Segment Start: Records to process

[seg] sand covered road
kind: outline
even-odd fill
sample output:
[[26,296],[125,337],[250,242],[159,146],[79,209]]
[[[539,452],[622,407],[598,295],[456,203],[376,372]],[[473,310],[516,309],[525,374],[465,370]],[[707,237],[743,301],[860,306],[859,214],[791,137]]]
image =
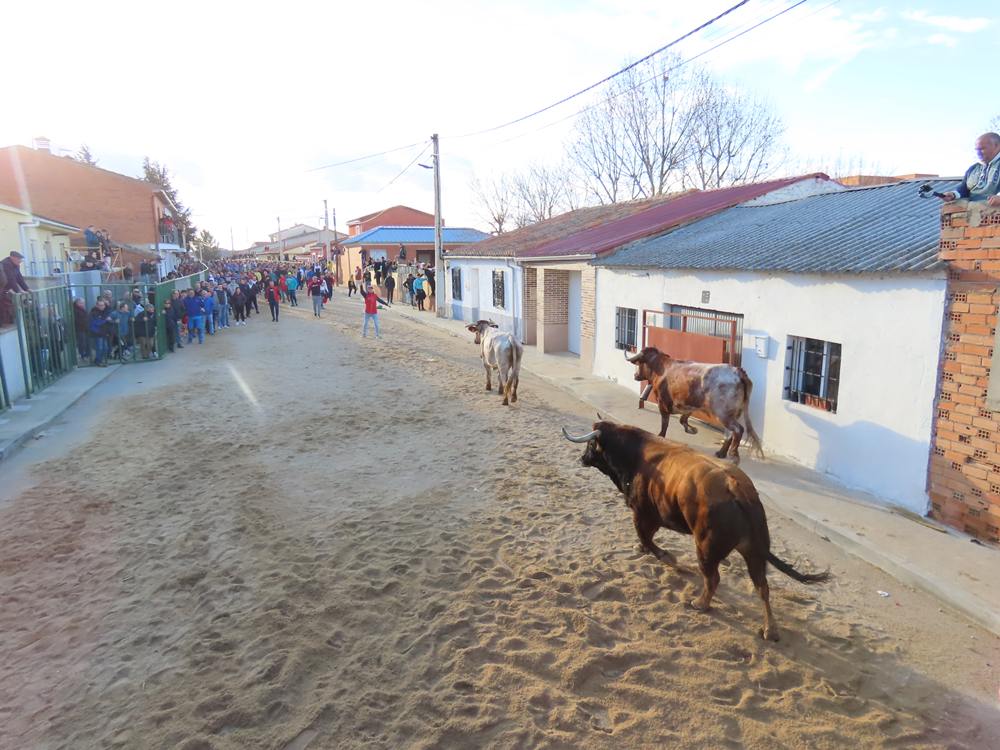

Segment End: Records to process

▶ **Problem requirements**:
Reproduce the lines above exactly, image-free.

▶ **Exercise solution**:
[seg] sand covered road
kind: outline
even-odd fill
sample output:
[[26,296],[125,337],[250,242],[159,146],[79,209]]
[[[539,452],[622,407],[598,295],[456,203],[376,372]],[[473,310],[516,309],[525,374],[465,370]],[[707,237],[743,301],[860,306],[859,214],[791,137]]]
image =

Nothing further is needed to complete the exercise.